------ DOKUMENTTEXT ------

Der Verband der Chemischen Industrie rechnet nach einem schwachen ersten Halbjahr mit weiteren Verlusten. VCI-Präsident Marijn Dekkers machte vor allem die Wachstumsschwäche in den Schwellenländern und die geringe Dynamik des Welthandels dafür verantwortlich. Der Chemieindustrie in Deutschland fehle es zudem an steuerlichen Impulsen.

Von Brigitte Scholtes | 22.07.2016
    Der Ludwigshafener Chemiekonzern BASF
    Der Ludwigshafener Chemiekonzern BASF (dpa / BASF SE / Hans-Juergen Doelger)
    Eines stellte Marijn Dekkers, seit zwei Jahren Präsident des VCI, des Verbands der Chemischen Industrie heute direkt klar:
    Ich möchte Sie gern daran erinnern, dass ich VCI-Präsident bin und nicht mehr Bayer-Chef. Ich habe auch den Bayer-Leuten gesagt, ihr braucht nicht zu kommen, ich werde nichts sagen.

------ VORLIEGENDE EINTRÄGE ------

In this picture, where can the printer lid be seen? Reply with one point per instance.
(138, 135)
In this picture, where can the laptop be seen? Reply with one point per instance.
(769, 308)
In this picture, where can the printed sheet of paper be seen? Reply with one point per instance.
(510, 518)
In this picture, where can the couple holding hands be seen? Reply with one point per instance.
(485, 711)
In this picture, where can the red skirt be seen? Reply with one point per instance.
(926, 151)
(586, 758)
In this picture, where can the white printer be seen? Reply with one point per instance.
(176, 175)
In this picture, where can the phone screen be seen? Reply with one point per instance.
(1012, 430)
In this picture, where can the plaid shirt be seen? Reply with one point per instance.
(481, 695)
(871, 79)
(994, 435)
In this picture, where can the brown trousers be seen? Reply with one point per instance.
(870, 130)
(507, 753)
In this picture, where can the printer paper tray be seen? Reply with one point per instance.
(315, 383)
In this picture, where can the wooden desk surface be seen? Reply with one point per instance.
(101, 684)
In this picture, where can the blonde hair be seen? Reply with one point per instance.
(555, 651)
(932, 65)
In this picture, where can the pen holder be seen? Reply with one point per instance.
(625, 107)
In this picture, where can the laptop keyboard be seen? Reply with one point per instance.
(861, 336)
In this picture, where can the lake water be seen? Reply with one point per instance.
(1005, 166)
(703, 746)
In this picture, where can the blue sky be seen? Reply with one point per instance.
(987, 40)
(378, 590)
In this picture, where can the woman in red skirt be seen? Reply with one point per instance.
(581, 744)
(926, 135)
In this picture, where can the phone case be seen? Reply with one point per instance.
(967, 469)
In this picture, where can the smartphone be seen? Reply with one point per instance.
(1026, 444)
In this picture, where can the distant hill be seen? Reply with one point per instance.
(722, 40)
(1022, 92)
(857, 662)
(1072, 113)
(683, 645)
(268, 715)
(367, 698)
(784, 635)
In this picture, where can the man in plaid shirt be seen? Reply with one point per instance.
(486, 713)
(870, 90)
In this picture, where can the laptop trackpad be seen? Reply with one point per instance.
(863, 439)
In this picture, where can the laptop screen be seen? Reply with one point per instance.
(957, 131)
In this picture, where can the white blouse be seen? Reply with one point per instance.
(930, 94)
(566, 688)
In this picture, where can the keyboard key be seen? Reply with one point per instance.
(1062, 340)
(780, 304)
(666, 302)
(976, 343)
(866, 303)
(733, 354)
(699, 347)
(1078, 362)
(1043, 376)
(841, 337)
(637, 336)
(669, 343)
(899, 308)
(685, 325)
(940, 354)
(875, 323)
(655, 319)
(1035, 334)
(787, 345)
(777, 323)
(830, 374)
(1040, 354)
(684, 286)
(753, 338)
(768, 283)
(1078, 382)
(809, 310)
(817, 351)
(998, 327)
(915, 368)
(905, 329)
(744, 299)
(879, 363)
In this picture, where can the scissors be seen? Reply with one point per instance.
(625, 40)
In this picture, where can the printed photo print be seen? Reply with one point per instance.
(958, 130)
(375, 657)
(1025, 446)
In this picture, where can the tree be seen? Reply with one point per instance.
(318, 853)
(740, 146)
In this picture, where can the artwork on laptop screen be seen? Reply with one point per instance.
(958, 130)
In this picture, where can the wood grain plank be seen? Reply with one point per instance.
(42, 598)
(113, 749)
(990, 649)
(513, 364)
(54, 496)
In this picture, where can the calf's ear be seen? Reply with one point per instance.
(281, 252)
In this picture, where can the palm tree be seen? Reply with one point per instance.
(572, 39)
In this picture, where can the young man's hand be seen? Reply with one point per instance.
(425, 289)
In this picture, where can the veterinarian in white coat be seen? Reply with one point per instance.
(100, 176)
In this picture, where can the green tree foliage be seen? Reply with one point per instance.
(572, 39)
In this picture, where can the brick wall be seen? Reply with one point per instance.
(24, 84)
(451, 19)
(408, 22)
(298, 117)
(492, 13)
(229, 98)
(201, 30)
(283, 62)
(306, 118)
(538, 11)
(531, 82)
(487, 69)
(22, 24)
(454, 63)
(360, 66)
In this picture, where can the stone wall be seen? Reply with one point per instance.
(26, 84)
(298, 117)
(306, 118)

------

**ÜBUNGSAUFGABEN**
1. Prüfe, ob die folgenden Aussagen mit dem Text zur Chemieindustrie übereinstimmen: (a) Marijn Dekkers ist seit zwei Jahren Präsident des VCI. (b) Der VCI erwartet nach dem ersten Halbjahr eine Erholung. (c) Dekkers spricht heute als Bayer-Chef. Beantworte jede Aussage mit Ja oder Nein und zitiere die entscheidenden Worte des Textes wörtlich.
2. Setze den Text zur Chemieindustrie nach seinem letzten Satz fort.

**LÖSUNGEN**
1.
(a) Ja – „seit zwei Jahren Präsident des VCI“
(b) Nein – „rechnet nach einem schwachen ersten Halbjahr mit weiteren Verlusten“
(c) Nein – „dass ich VCI-Präsident bin und nicht mehr Bayer-Chef“

2.
    Dekkers, Ende April vorzeitig bei Bayer ausgeschieden, spielte damit auf den Versuch des Leverkusener Pharma- und Chemiekonzerns an, den amerikanischen Saatguthersteller Monsanto zu übernehmen. Bayer hat Schwierigkeiten bei der Durchsetzung dieses Vorhabens. Aber auch die gesamte Chemieindustrie läuft nicht rund – die Produktion stagnierte im ersten Halbjahr, die Erzeugerpreise gehen weiter zurück, deshalb setzten die Unternehmen auch 3,5 Prozent weniger um – sowohl im In- wie im Ausland. 444.000 Menschen beschäftigte die Branche noch Ende Juni, ein halbes Prozent weniger als ein Jahr zuvor.
    "Das sind natürlich leider keine guten Nachrichten", sagte Dekkers, und auch der Ausblick sei nicht gerade vielversprechend:
    "Die Wachstumsschwäche in den Schwellenländern hält an, vor allem China. Der gesamte Welthandel zeigt nur geringe Dynamik. Und der globale Investitionsboom geht zu Ende."
    Außerdem schwanken Aktienkurse, Wechselkurse und Rohstoffpreise, und die geopolitischen Unsicherheiten belasteten auch die Chemieindustrie, natürlich auch die Lage in der Türkei und der bevorstehende Austritt Großbritanniens aus der EU – die britische Insel ist wichtiger Handelspartner.
    "Ich glaube, in den nächsten zwölf Monaten sehen wir vor allem den Effekt von Unsicherheit. Und dann später werden wir genau wissen, wie haben die Beziehungen sich wirklich geändert, dass es schwieriger wird, miteinander Handel zu treiben."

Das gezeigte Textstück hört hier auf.